— start Document excerpt —

The Brent structure varies in the dip direction but changes very little along strike. Consequently, the velocity model is more complex than a plain 2D model but not as complex as a full 3D model; the structure varies in one horizontal direction and is extruded into the other horizontal dimension to form a so-called "2.5D" model. In this, the volume may be thought of as filled with an infinite number of 2D sections. This allowed computational efficiency due to symmetry and ensured a close match with the actual Brent structure.

Shell concluded that the Brent 3D VSP improved vertical resolution and significantly improved horizontal resolution- resolving features on the order of 100 to 150 ft [ 30 to 45 m] as opposed to the original 3D surface seismic resolution of 200 to 300 ft [60 to 90 m] . The interpretation of the slump features has confirmed conclusions reached independently , demonstrating the technique's potential and reducing the risk of a proposed new 3D surface survey.

— end Document excerpt —

Stated problem A
Retype the Brent seismic text word for word, everything from "Shell concluded that" down to "3D surface survey.".

— start Extracted material —

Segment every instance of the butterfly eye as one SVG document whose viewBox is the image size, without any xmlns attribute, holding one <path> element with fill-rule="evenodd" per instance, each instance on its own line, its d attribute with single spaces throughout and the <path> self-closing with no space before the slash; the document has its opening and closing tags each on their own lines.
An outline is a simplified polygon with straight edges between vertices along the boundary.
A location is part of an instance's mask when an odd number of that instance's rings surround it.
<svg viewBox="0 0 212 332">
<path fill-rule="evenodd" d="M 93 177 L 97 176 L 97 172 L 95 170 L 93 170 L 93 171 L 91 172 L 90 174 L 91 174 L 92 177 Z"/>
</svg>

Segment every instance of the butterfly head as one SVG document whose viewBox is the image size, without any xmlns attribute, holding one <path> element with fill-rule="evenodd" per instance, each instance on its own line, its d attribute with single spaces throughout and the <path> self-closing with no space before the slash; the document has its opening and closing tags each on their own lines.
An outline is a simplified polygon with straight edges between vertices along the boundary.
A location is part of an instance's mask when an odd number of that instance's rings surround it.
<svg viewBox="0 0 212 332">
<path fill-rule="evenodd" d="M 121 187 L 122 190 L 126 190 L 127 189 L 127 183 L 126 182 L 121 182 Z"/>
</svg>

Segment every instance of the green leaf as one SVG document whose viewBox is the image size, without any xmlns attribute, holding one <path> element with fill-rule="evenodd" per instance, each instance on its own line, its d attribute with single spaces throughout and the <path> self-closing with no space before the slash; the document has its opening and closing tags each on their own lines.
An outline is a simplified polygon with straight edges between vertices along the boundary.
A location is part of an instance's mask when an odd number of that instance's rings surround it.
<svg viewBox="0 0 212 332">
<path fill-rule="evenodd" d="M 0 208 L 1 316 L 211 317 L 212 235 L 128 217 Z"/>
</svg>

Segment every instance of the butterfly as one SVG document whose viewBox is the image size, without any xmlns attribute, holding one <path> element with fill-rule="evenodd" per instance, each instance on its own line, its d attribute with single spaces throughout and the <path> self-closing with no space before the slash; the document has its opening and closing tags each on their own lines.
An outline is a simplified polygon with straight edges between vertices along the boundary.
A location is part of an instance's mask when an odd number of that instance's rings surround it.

— end Extracted material —

Stated problem B
Multiply every number in the listing's answers by 1.3, including the viewBox sizes and the path coordinates, and round each result to a whole number, with halves rounded up. Write out everything from the listing line containing "Segment every instance of the green" down to the end of the listing, requests included, with no other lines.

Full response A
Shell concluded that the Brent 3D VSP improved vertical resolution and significantly improved horizontal resolution- resolving features on the order of 100 to 150 ft [ 30 to 45 m] as opposed to the original 3D surface seismic resolution of 200 to 300 ft [60 to 90 m] . The interpretation of the slump features has confirmed conclusions reached independently , demonstrating the technique's potential and reducing the risk of a proposed new 3D surface survey.

Full response B
Segment every instance of the green leaf as one SVG document whose viewBox is the image size, without any xmlns attribute, holding one <path> element with fill-rule="evenodd" per instance, each instance on its own line, its d attribute with single spaces throughout and the <path> self-closing with no space before the slash; the document has its opening and closing tags each on their own lines.
An outline is a simplified polygon with straight edges between vertices along the boundary.
A location is part of an instance's mask when an odd number of that instance's rings surround it.
<svg viewBox="0 0 276 432">
<path fill-rule="evenodd" d="M 0 270 L 1 411 L 274 412 L 276 306 L 166 282 Z"/>
</svg>

Segment every instance of the butterfly as one SVG document whose viewBox is the image size, without any xmlns attribute, holding one <path> element with fill-rule="evenodd" per instance, each instance on its own line, its d attribute with single spaces throughout and the <path> self-closing with no space before the slash; the document has its opening and closing tags each on their own lines.
An outline is a simplified polygon with straight edges between vertices along the boundary.
A location is part of an instance's mask when an odd number of that instance's rings surround it.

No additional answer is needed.